• [YOUR INSTRUCTIONS]:
Write out every line of the material exactly as it appears.

--- Begin RECORDS SUPPLIED ---

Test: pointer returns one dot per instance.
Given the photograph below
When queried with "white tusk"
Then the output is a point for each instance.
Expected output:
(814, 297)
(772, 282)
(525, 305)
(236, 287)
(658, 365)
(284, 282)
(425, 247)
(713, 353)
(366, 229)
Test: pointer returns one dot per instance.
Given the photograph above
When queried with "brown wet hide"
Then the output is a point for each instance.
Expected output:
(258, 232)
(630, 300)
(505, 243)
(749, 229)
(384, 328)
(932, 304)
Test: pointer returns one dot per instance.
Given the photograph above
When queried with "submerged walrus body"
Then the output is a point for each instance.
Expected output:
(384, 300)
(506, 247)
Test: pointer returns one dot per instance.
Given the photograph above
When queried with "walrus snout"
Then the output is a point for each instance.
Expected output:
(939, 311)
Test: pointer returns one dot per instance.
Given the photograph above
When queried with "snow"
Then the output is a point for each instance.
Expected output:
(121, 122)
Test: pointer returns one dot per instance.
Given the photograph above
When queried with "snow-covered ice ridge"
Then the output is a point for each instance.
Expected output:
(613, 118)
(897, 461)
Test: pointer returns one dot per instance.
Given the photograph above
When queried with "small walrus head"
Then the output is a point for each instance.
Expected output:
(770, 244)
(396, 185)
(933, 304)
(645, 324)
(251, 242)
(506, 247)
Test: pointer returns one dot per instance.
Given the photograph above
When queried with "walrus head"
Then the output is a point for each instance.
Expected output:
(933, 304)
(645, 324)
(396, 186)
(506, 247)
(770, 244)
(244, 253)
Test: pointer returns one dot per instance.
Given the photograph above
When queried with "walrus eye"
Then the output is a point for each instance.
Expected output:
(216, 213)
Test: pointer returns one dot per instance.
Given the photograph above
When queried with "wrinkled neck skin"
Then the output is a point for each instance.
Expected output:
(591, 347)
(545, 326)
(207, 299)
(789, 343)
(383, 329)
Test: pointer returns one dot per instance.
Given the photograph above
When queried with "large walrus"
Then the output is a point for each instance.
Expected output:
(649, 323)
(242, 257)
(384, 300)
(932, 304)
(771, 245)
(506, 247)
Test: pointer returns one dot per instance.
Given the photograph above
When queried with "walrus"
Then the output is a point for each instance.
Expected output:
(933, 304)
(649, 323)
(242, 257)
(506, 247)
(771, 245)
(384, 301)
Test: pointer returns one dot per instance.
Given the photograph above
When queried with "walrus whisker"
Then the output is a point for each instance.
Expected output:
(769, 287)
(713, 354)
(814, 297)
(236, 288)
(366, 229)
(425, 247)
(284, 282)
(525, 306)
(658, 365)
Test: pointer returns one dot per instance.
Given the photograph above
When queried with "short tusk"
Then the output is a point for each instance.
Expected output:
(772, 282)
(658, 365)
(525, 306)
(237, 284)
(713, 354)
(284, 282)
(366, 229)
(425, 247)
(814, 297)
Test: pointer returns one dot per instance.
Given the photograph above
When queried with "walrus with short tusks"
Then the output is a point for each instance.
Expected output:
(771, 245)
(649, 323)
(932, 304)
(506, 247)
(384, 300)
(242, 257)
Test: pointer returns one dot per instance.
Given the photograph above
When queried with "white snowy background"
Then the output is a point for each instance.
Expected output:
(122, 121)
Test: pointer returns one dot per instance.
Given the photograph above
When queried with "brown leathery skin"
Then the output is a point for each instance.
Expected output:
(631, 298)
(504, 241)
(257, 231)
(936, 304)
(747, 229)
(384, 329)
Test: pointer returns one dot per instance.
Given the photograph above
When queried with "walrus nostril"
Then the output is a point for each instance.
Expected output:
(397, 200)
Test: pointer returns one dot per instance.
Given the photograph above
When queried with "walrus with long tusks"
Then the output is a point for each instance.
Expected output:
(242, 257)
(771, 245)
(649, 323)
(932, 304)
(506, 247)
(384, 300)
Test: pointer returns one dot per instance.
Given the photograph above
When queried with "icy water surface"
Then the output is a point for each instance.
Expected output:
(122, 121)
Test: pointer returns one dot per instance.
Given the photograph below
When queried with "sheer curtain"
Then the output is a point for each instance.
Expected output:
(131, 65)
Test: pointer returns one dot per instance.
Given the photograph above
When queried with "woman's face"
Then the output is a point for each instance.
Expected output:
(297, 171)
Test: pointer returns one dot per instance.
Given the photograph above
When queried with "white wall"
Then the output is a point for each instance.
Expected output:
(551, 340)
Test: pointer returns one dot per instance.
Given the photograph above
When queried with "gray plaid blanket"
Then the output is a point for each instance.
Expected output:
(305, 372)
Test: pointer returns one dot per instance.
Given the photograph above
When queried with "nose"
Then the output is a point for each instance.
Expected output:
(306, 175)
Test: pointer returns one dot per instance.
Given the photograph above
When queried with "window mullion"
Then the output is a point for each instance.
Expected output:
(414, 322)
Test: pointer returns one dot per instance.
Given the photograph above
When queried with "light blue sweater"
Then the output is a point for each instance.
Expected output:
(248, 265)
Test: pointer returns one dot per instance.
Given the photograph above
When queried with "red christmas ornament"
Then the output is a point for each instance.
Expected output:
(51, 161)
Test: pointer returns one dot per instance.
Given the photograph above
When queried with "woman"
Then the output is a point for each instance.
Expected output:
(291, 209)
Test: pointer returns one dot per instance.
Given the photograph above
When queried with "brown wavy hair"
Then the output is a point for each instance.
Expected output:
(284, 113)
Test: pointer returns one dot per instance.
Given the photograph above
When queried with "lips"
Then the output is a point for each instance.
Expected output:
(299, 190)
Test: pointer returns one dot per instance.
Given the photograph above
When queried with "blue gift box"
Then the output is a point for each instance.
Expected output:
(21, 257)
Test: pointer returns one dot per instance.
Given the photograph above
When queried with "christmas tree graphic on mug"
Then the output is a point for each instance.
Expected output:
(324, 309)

--- End RECORDS SUPPLIED ---

• [CORRECT ANSWER]:
Test: pointer returns one dot per instance.
Given the photograph below
When queried with "white tusk"
Then the output is a point for each instance.
Expected output:
(814, 297)
(772, 282)
(525, 305)
(236, 287)
(658, 365)
(284, 282)
(425, 247)
(713, 353)
(366, 229)
Test: pointer returns one dot per instance.
Given the photograph above
When queried with "brown wet hide"
Then the output is a point for each instance.
Expected output:
(258, 232)
(630, 300)
(505, 243)
(749, 229)
(384, 328)
(932, 304)
Test: pointer returns one dot per instance.
Given the photograph above
When queried with "submerged walrus body"
Then the output is a point for each instance.
Expected output:
(384, 300)
(506, 247)
Test: pointer returns one dot per instance.
Given the photograph above
When queried with "walrus snout"
Then the output is a point for each instance.
Expected output:
(939, 311)
Test: pointer returns one dot per instance.
Given the photograph above
When queried with "snow"
Then the output is a point for each instance.
Expected output:
(121, 122)
Test: pointer returns one dot per instance.
Given the photograph above
When queried with "snow-covered ice ridge"
Then the output is a point for each instance.
Expected output:
(613, 118)
(897, 461)
Test: pointer returns one dot per instance.
Given the photograph above
When queried with "small walrus head"
Then the output is a point for each instance.
Expected output:
(770, 244)
(396, 185)
(933, 304)
(645, 324)
(251, 242)
(506, 247)
Test: pointer returns one dot per instance.
Given the photograph above
When queried with "walrus head"
Then the output is a point for each instance.
Expected output:
(933, 304)
(645, 324)
(396, 186)
(506, 247)
(770, 244)
(244, 253)
Test: pointer returns one dot per instance.
Given the photograph above
When queried with "walrus eye"
Then the output is a point for each instance.
Expected output:
(216, 213)
Test: pointer returns one dot per instance.
Given the photograph above
When queried with "wrinkled neck skin"
Then the output is a point for each instance.
Expected output:
(591, 347)
(545, 326)
(207, 299)
(789, 343)
(383, 329)
Test: pointer returns one dot per instance.
Given the photograph above
When queried with "large walrus"
Then the output is a point for each instance.
Expected output:
(649, 323)
(242, 257)
(384, 300)
(932, 304)
(771, 245)
(506, 247)
Test: pointer returns one dot per instance.
Given the photograph above
When queried with "walrus"
Then the output is a point for each instance.
Expected output:
(933, 304)
(649, 323)
(242, 257)
(506, 247)
(771, 245)
(384, 301)
Test: pointer returns one dot per instance.
Given the photograph above
When queried with "walrus whisker"
Then the output is a point for each instance.
Expected output:
(769, 287)
(713, 354)
(814, 297)
(236, 288)
(366, 229)
(425, 247)
(284, 282)
(525, 306)
(658, 365)
Test: pointer returns one dot per instance.
Given the photograph above
When queried with "short tusk"
Then the output is a point for each instance.
Expected output:
(772, 282)
(658, 365)
(525, 306)
(237, 284)
(713, 354)
(284, 282)
(366, 229)
(425, 247)
(814, 297)
Test: pointer returns one dot per instance.
Given the photograph above
When queried with "walrus with short tusks"
Then the output is a point for each instance.
Expected output:
(771, 245)
(649, 323)
(932, 304)
(506, 247)
(384, 300)
(242, 257)
Test: pointer returns one dot per instance.
Given the photograph above
When queried with "white snowy background"
Then the output is a point for each instance.
Expected output:
(122, 121)
Test: pointer returns one dot per instance.
Given the photograph above
When queried with "brown leathery skin"
Then the output is a point for each instance.
Expected output:
(631, 298)
(504, 241)
(257, 231)
(936, 304)
(747, 229)
(384, 329)
Test: pointer returns one dot per instance.
Given the photograph above
When queried with "walrus nostril"
Then the output is a point for each instance.
Expected output:
(397, 200)
Test: pointer returns one dot per instance.
Given the photograph above
When queried with "walrus with long tusks"
Then the output is a point for each instance.
Expected output:
(242, 257)
(771, 245)
(649, 323)
(932, 304)
(506, 247)
(384, 300)
Test: pointer returns one dot per instance.
Given the photograph above
When queried with "icy water surface"
Then the output is a point for each instance.
Expected output:
(122, 121)
Test: pointer returns one dot per instance.
Given the photograph below
When queried with "sheer curtain"
Then the output is a point for each instance.
Expected output:
(131, 65)
Test: pointer returns one dot per instance.
Given the photograph above
When queried with "woman's face"
Then the output is a point for each instance.
Expected output:
(297, 171)
Test: pointer returns one dot per instance.
Given the photograph above
When queried with "white wall"
Then the output is a point for each instance.
Expected output:
(551, 340)
Test: pointer returns one dot per instance.
Given the photograph above
When queried with "gray plaid blanket"
Then the output is a point for each instance.
Expected output:
(305, 372)
Test: pointer returns one dot per instance.
Given the photograph above
When queried with "nose"
Then the output is a point for each instance.
Expected output:
(306, 175)
Test: pointer returns one dot per instance.
Given the photograph above
When queried with "window mullion"
Then the output is a point for each instance.
Expected output:
(414, 322)
Test: pointer returns one dot per instance.
Given the photograph above
When queried with "light blue sweater"
Then the output is a point for each instance.
Expected output:
(248, 265)
Test: pointer returns one dot per instance.
Given the photograph above
When queried with "red christmas ornament"
Then the output is a point for each instance.
Expected output:
(51, 161)
Test: pointer returns one dot per instance.
Given the photograph above
When queried with "woman"
Then the output is a point for each instance.
Expected output:
(291, 209)
Test: pointer returns one dot per instance.
Given the photograph above
When queried with "brown wavy hair"
Then the output is a point for each instance.
Expected output:
(284, 113)
Test: pointer returns one dot per instance.
Given the photograph above
When queried with "lips"
Then the output is a point for each instance.
Expected output:
(299, 190)
Test: pointer returns one dot per instance.
Given the photograph above
When queried with "blue gift box"
Then the output is a point for each instance.
Expected output:
(21, 257)
Test: pointer returns one dot per instance.
Given the photograph above
When queried with "christmas tree graphic on mug"
Then the output is a point for each instance.
Expected output:
(324, 309)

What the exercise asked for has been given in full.